Directive. Reproduce every one of the items below word for word, with no changes at all.

Data lines.
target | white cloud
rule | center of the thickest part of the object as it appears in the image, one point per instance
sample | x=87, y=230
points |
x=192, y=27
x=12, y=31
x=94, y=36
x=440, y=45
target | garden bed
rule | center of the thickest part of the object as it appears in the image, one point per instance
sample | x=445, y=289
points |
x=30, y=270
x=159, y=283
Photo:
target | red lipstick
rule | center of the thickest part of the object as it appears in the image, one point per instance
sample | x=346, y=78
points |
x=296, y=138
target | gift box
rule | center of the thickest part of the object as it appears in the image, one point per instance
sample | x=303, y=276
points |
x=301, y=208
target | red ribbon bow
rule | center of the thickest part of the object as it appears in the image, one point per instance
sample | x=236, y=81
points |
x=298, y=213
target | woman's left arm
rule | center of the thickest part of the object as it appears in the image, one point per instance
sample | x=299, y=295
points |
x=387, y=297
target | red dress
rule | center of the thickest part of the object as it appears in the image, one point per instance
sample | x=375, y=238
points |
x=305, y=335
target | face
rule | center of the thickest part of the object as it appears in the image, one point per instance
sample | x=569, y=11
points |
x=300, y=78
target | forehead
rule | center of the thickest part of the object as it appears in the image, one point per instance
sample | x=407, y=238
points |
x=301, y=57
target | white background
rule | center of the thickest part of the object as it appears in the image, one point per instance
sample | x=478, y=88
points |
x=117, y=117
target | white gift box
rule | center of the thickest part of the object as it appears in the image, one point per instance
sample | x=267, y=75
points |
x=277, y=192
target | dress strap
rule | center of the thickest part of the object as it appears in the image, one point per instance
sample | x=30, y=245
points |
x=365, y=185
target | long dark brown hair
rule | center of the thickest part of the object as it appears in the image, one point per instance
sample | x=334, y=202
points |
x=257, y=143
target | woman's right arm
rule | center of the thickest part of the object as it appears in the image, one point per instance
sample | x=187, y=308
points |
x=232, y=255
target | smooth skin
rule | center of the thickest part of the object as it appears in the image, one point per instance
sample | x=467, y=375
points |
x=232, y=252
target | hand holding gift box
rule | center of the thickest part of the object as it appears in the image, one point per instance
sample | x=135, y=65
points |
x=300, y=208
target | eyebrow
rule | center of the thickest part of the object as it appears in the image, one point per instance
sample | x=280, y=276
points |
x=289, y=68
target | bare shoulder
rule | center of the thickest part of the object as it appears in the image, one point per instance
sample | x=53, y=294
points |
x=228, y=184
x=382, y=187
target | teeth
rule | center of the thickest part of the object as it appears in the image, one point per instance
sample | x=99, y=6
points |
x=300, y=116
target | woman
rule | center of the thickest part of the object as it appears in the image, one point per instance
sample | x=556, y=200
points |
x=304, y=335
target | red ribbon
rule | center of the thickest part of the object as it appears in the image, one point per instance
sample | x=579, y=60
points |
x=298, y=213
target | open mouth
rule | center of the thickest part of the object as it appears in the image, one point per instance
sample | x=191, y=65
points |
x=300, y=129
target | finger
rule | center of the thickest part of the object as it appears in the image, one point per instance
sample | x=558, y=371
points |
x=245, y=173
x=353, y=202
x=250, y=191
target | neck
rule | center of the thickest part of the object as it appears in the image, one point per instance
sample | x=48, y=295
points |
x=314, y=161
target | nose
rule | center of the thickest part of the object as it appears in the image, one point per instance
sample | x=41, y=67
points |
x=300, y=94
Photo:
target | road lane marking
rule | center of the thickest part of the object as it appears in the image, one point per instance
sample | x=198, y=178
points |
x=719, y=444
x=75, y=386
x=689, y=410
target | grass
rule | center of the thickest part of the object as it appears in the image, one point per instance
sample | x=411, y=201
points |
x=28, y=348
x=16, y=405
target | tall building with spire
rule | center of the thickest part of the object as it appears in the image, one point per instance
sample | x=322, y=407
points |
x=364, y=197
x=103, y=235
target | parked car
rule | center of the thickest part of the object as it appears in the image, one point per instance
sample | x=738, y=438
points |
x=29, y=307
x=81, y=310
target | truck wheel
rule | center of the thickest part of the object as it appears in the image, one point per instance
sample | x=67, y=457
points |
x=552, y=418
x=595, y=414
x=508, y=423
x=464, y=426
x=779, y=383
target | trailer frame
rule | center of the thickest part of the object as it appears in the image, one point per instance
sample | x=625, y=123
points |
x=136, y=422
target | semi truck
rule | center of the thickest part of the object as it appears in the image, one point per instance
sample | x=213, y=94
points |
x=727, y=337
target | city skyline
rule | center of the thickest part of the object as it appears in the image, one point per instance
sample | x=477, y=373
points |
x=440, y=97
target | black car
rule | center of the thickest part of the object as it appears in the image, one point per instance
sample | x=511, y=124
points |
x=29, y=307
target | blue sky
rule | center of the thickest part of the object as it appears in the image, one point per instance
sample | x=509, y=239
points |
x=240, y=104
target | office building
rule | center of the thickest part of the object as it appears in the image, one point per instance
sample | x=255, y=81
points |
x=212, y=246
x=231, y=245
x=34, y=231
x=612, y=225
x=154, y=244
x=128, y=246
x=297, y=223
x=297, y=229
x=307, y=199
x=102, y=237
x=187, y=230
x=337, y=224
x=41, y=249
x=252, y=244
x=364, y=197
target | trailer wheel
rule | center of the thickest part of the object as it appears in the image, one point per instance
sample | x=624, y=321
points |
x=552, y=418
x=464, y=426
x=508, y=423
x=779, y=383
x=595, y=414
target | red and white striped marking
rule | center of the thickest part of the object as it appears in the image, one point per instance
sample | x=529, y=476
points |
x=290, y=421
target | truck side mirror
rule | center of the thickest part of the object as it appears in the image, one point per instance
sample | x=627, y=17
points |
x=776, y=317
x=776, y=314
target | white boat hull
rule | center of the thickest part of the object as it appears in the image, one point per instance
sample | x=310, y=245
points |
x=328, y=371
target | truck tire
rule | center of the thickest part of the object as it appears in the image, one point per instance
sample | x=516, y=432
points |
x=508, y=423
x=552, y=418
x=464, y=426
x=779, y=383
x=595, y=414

Solution to the exercise.
target | white cloud
rule | center of the thickest part of the object as it appears in the image, one point per instance
sample | x=87, y=230
points |
x=192, y=27
x=12, y=31
x=94, y=36
x=440, y=45
target | garden bed
rule | center of the thickest part of the object as it appears in the image, one point per instance
sample | x=445, y=289
points |
x=30, y=270
x=159, y=283
Photo:
target | red lipstick
rule | center of the thickest part of the object as it appears in the image, one point per instance
sample | x=346, y=78
points |
x=296, y=138
target | gift box
rule | center of the thickest part of the object as it appears in the image, one point per instance
sample | x=303, y=276
points |
x=301, y=208
target | red ribbon bow
rule | center of the thickest part of the object as it appears in the image, one point per instance
sample | x=236, y=81
points |
x=298, y=213
target | woman's left arm
rule | center of the thickest part of the object as it appears in the image, one point per instance
sample | x=299, y=295
points |
x=387, y=297
target | red dress
rule | center of the thickest part of the object as it appears in the image, one point per instance
sample | x=375, y=238
points |
x=305, y=335
target | face
rule | center of the thickest part of the object as it appears in the image, one point per instance
sample | x=569, y=11
points |
x=300, y=78
target | forehead
rule | center of the thickest part of the object as it appears in the image, one point per instance
sample | x=407, y=238
points |
x=301, y=57
target | white background
rule | center of the thickest part of the object as it appears in the image, one point per instance
sample | x=478, y=88
points |
x=117, y=117
target | white gift box
rule | center of the thickest part of the object as it appears in the image, one point per instance
sample | x=267, y=75
points |
x=277, y=192
target | dress strap
rule | center of the thickest part of the object as it appears in the image, one point per instance
sample | x=30, y=245
points |
x=365, y=185
target | long dark brown hair
rule | center of the thickest part of the object as it appears in the image, one point per instance
sample | x=334, y=202
points |
x=257, y=143
target | woman's right arm
rule | center of the thickest part of the object as it appears in the image, one point per instance
sample | x=187, y=308
points |
x=232, y=255
target | smooth skin
rule | center of the thickest part of the object as it appears in the image, one point per instance
sample | x=467, y=375
points |
x=232, y=252
target | hand holding gift box
rule | center of the thickest part of the object as it appears in the image, one point per instance
sample | x=135, y=65
points |
x=300, y=208
target | eyebrow
rule | center of the thickest part of the object as it appears in the image, one point per instance
sample | x=280, y=276
points |
x=289, y=68
target | bare shoulder
rule | center of the thickest part of the object as it appears in the image, one point per instance
sample | x=53, y=294
points |
x=228, y=184
x=382, y=187
target | teeth
rule | center of the thickest part of the object as it appears in the image, one point per instance
sample | x=99, y=6
points |
x=300, y=116
target | woman
rule | center of the thickest part of the object as it appears in the image, one point per instance
sample | x=556, y=200
points |
x=304, y=335
target | red ribbon
rule | center of the thickest part of the object as it appears in the image, one point per instance
sample | x=579, y=60
points |
x=298, y=213
target | open mouth
rule | center of the thickest part of the object as it appears in the image, one point per instance
sample | x=191, y=65
points |
x=300, y=129
target | finger
rule | center of the thickest part of the object as it appears in the image, one point per instance
sample | x=558, y=371
points |
x=245, y=173
x=353, y=202
x=250, y=191
target | neck
rule | center of the thickest part of the object as it appears in the image, one point per instance
sample | x=48, y=295
points |
x=314, y=161
target | nose
rule | center of the thickest part of the object as it appears in the image, one point per instance
sample | x=41, y=67
points |
x=300, y=94
Photo:
target | road lane marking
rule | center of the thickest part of the object as it appears in the image, one point per instance
sample | x=198, y=178
points |
x=719, y=444
x=75, y=386
x=689, y=410
target | grass
rule | center of the thickest part of the object as it appears in the image, one point per instance
sample | x=411, y=201
points |
x=28, y=348
x=16, y=405
target | tall building with spire
rule | center of the thickest part of the object as it appears in the image, one point per instance
sample | x=322, y=407
points |
x=364, y=197
x=103, y=235
target | parked car
rule | center of the thickest part of the object as it appears in the image, one point per instance
sample | x=738, y=438
points |
x=29, y=307
x=81, y=310
target | truck wheel
rule | center of the thickest part of the object as it appears in the image, one point per instance
sample | x=67, y=457
points |
x=552, y=418
x=595, y=414
x=508, y=423
x=464, y=426
x=779, y=383
target | trailer frame
rule | center of the thickest part of the object as it appears in the image, one point per instance
sample | x=625, y=123
points |
x=136, y=422
target | semi truck
rule | center of the thickest part of the object as it appears in the image, one point per instance
sample | x=213, y=94
points |
x=727, y=337
target | city skyline
rule | center of the thickest part of the object as it appears in the image, one point per instance
sample | x=477, y=373
points |
x=440, y=97
target | black car
rule | center of the thickest part of the object as it appears in the image, one point per instance
sample | x=511, y=124
points |
x=29, y=307
target | blue sky
rule | center of the thickest part of the object as it appears in the image, one point per instance
sample | x=509, y=239
points |
x=240, y=104
target | office building
rule | center of the thickest part of the object as it appears in the image, one point per instance
sample | x=255, y=81
points |
x=212, y=246
x=231, y=245
x=34, y=231
x=612, y=225
x=154, y=244
x=128, y=246
x=297, y=223
x=297, y=229
x=307, y=199
x=102, y=237
x=187, y=230
x=337, y=224
x=41, y=249
x=252, y=244
x=364, y=197
target | trailer wheel
rule | center of the thickest part of the object as it appears in the image, one point per instance
sample | x=624, y=321
points |
x=552, y=418
x=464, y=426
x=508, y=423
x=779, y=383
x=595, y=414
target | red and white striped marking
rule | center of the thickest part of the object as it appears in the image, one point per instance
sample | x=529, y=476
points |
x=290, y=421
target | truck side mirror
rule | center of the thickest part of the object as it appears in the image, one point per instance
sample | x=627, y=17
points |
x=776, y=317
x=776, y=314
target | white boat hull
rule | center of the thickest part of the object as it appears in the image, one point per instance
sample | x=310, y=245
points |
x=328, y=371
target | truck tire
rule | center of the thickest part of the object as it appears in the image, one point per instance
sample | x=516, y=432
points |
x=508, y=423
x=552, y=418
x=464, y=426
x=779, y=383
x=595, y=414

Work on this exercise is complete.